## TASK OBJECTIVE
Please print the listing below verbatim, starting at its first line and ending at the line that contains "(1151, 477)", with both of those lines included.
# START OF MATERIAL PROVIDED
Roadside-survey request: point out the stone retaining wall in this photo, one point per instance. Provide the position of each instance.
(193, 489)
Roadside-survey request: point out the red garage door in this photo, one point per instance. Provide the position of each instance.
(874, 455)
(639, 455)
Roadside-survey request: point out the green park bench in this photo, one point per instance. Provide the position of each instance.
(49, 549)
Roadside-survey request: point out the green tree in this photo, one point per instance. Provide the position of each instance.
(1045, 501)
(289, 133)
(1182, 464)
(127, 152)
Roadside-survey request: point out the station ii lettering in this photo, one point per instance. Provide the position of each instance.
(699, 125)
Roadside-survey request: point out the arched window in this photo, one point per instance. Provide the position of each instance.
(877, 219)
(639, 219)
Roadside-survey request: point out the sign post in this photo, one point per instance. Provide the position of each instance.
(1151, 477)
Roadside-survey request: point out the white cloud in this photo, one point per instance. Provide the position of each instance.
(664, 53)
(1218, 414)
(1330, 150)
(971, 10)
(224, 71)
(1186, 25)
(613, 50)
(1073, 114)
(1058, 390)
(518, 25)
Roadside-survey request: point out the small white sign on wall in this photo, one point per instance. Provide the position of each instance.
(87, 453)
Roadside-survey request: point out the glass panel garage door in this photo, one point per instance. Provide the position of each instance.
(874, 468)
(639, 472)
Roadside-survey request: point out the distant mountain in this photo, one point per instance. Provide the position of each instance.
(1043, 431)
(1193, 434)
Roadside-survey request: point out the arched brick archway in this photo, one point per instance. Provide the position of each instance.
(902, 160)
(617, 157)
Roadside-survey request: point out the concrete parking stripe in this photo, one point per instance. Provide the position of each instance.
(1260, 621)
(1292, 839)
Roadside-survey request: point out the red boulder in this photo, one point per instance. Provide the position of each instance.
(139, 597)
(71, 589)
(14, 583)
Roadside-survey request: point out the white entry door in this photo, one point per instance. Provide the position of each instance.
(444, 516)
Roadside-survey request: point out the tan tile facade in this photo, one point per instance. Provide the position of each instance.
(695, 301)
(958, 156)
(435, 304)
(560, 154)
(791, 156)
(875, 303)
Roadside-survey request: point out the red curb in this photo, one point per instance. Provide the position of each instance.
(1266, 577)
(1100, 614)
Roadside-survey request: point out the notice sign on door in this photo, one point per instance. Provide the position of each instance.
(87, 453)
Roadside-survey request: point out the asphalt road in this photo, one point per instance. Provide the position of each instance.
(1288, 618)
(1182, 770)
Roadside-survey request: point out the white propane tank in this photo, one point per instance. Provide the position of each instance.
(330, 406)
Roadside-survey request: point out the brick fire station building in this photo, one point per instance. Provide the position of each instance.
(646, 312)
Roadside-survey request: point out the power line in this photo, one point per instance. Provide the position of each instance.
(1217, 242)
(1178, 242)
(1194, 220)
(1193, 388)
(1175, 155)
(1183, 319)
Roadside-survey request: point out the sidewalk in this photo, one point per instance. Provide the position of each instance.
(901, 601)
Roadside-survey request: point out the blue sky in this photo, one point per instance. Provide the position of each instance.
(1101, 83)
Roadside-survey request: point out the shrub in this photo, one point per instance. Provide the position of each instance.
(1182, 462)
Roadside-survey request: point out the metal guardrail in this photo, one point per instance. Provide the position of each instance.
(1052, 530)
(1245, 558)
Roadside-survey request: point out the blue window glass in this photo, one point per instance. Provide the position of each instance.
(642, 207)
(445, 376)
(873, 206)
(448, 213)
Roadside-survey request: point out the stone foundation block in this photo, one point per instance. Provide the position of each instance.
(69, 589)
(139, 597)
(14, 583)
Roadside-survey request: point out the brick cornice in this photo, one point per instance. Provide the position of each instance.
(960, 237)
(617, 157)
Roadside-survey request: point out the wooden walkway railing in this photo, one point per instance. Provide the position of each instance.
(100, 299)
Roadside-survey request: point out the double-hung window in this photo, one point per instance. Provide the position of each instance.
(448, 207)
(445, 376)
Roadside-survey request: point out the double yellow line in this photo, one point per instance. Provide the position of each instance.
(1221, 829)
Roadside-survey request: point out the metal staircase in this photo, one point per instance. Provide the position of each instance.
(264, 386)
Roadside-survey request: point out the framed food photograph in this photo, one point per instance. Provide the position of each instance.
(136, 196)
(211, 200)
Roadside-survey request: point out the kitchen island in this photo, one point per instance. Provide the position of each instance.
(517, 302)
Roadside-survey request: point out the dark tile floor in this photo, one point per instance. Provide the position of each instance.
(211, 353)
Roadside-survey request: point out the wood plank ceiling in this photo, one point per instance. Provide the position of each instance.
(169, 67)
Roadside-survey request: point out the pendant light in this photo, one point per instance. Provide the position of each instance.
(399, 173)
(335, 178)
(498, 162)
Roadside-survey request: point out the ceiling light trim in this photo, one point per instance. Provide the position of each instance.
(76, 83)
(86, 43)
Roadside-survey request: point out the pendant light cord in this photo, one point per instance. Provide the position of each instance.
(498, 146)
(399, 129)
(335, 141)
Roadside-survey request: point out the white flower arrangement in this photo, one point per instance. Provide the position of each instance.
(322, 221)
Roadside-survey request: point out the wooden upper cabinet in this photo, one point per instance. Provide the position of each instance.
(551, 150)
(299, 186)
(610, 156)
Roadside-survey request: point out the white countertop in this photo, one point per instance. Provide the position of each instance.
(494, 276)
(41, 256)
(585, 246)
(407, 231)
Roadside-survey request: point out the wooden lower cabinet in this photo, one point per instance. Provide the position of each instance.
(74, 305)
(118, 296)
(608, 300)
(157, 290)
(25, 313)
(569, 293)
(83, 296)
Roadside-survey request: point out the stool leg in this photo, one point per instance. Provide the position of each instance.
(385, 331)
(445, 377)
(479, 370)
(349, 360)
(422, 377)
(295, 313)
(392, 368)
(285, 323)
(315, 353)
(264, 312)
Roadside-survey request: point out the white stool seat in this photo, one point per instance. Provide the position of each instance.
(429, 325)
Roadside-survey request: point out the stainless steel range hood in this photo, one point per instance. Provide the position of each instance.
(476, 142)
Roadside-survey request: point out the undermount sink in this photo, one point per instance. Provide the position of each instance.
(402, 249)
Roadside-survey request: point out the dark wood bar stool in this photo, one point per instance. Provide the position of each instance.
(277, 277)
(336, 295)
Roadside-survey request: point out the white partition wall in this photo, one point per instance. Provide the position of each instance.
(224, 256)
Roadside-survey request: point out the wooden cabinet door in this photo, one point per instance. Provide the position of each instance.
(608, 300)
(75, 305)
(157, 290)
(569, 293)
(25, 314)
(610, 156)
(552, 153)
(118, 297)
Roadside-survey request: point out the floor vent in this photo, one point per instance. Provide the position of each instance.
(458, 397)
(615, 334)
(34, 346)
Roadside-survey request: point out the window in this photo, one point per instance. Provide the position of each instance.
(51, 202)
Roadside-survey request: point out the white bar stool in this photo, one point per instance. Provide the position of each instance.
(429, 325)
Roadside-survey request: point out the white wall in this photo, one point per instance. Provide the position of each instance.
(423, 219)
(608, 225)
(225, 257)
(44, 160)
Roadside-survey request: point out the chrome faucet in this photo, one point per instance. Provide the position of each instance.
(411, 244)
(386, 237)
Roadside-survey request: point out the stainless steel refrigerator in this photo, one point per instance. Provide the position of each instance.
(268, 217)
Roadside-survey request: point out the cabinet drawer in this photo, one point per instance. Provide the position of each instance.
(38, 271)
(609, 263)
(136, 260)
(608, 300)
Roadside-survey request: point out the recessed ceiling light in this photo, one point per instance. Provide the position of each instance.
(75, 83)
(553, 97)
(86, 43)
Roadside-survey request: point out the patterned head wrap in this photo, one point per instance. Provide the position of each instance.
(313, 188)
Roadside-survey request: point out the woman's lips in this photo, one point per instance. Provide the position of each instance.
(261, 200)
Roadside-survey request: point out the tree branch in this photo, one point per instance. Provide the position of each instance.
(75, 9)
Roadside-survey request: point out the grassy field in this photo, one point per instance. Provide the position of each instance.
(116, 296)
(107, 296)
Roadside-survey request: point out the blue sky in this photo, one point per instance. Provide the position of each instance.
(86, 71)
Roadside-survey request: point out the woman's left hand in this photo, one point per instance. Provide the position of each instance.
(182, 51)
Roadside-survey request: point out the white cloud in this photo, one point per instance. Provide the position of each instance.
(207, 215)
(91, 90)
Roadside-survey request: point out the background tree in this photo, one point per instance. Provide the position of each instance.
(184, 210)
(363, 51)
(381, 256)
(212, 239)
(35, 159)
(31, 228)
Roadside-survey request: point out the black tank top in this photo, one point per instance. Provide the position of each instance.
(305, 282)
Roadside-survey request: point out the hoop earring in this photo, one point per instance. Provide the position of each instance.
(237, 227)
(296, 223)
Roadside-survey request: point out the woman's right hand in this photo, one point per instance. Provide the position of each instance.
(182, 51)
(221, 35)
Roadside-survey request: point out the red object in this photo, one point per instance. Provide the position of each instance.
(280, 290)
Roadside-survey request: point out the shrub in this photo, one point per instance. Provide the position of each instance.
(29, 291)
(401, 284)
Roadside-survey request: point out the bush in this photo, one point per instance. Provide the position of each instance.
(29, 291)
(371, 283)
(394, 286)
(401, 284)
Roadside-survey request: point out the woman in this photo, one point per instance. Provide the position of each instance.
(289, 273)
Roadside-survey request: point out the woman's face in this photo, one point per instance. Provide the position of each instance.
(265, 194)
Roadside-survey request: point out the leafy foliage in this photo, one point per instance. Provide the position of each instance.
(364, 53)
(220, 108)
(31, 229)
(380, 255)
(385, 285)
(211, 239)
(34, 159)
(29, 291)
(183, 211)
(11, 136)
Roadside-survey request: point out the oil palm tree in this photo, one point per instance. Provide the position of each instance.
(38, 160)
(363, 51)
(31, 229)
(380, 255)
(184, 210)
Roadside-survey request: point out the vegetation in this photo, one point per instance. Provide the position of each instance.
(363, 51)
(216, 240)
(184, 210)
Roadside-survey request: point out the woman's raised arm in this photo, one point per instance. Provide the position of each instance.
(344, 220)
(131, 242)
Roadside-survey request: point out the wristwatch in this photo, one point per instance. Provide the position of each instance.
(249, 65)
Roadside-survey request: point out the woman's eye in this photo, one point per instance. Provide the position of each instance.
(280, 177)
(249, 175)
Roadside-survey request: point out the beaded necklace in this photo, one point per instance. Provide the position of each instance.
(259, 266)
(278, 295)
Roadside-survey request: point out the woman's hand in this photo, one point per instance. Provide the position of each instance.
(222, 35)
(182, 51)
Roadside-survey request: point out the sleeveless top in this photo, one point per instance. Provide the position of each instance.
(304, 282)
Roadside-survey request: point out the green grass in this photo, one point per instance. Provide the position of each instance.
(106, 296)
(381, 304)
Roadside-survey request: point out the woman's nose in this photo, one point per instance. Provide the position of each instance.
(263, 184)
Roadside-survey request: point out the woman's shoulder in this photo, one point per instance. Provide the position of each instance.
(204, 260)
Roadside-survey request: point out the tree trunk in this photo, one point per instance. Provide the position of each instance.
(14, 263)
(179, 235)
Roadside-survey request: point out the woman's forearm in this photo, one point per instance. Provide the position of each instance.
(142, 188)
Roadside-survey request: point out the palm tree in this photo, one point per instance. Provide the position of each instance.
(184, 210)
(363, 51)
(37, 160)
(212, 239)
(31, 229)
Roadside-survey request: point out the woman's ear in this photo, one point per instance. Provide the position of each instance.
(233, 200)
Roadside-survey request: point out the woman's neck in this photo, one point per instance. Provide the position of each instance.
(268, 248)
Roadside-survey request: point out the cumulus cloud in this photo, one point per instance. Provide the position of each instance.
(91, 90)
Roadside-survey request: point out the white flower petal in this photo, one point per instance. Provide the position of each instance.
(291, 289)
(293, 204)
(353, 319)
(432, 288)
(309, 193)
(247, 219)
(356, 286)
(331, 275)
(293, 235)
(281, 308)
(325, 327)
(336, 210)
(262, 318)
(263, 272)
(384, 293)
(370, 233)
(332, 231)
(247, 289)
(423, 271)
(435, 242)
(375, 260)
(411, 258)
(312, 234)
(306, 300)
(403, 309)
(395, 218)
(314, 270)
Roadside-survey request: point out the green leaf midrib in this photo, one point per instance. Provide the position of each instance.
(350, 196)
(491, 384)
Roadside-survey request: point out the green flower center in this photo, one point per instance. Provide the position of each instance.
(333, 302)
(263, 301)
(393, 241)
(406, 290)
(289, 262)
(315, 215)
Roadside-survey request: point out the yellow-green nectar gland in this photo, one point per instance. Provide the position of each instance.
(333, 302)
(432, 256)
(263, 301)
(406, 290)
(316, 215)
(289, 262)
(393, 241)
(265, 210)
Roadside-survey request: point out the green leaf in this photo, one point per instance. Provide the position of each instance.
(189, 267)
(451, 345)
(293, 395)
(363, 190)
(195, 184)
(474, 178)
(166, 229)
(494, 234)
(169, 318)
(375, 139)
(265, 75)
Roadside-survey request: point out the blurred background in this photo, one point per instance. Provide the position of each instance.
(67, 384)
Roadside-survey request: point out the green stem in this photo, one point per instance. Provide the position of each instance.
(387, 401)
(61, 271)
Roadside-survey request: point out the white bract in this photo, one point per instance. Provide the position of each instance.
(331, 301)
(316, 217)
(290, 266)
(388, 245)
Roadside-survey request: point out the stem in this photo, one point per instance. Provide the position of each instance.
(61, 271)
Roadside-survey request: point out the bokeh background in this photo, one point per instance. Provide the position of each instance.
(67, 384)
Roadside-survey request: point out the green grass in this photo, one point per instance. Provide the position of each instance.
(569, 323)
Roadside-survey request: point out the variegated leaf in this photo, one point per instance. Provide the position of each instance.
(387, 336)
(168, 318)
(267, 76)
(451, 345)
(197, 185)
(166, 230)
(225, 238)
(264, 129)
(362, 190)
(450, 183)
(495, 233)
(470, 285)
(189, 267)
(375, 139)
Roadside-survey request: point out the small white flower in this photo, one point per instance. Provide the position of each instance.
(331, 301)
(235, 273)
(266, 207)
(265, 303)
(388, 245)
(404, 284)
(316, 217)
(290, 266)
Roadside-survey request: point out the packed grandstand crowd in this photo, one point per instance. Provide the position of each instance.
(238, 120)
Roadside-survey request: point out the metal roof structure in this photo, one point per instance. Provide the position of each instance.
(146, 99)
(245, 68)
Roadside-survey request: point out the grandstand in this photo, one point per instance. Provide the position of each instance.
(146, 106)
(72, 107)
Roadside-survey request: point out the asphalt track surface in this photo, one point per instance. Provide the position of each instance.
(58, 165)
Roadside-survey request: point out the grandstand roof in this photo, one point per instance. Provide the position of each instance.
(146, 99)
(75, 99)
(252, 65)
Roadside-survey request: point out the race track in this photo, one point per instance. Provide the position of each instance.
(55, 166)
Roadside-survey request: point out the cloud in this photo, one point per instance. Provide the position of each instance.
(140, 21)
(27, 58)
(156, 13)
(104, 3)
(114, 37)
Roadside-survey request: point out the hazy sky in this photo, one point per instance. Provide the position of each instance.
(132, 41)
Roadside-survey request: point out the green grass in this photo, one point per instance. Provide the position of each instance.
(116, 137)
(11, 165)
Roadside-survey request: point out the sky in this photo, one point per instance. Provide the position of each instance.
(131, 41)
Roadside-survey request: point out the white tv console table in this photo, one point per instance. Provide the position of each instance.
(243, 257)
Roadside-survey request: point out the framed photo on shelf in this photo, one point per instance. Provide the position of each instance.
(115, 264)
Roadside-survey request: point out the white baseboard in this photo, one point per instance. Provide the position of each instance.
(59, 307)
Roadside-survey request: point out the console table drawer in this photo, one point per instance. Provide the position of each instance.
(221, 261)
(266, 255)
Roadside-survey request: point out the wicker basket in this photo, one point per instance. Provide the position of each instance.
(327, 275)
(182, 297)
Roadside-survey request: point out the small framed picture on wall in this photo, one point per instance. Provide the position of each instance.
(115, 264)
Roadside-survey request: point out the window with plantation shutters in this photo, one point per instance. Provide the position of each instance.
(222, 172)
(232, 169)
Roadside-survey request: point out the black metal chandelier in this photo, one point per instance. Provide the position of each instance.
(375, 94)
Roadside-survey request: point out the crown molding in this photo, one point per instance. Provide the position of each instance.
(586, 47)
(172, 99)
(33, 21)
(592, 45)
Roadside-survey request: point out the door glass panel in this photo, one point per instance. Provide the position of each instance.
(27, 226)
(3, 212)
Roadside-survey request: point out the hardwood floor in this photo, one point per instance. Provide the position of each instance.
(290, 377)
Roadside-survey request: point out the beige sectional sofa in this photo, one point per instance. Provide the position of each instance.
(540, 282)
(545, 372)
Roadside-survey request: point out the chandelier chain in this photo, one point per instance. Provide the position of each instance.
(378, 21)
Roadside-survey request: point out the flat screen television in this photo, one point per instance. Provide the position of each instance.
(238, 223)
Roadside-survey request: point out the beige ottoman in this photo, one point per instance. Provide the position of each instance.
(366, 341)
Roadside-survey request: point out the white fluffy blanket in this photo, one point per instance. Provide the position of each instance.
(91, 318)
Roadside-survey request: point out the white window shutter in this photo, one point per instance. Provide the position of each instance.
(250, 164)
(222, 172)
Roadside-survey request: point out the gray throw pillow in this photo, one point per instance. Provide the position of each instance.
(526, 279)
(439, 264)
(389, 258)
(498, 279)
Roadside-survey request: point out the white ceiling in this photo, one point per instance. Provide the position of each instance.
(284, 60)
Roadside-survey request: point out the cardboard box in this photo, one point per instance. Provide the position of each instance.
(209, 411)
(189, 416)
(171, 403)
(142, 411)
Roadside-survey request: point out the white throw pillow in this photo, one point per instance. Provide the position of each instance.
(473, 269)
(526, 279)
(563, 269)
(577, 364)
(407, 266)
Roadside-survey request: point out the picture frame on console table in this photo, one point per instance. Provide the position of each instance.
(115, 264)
# END OF MATERIAL PROVIDED
## TASK RESPONSE
Roadside-survey request: point out the stone retaining wall in this photo, one point per instance. Provide the position of each instance.
(193, 489)
Roadside-survey request: point out the red garage door in this photo, one point per instance. Provide the position of each instance.
(874, 455)
(639, 455)
Roadside-survey request: point out the green park bench in this photo, one point per instance. Provide the position of each instance.
(49, 549)
Roadside-survey request: point out the green tree in this photo, one point per instance. Provide the position of each instance.
(1045, 501)
(289, 133)
(1182, 464)
(127, 152)
Roadside-survey request: point out the station ii lettering in this photo, one point per instance. Provide the position of each instance.
(699, 125)
Roadside-survey request: point out the arched window in this photo, one point per instance. Provide the position of each instance.
(877, 219)
(639, 219)
Roadside-survey request: point out the sign post in this photo, one point per instance. Provide the position of each instance.
(1151, 477)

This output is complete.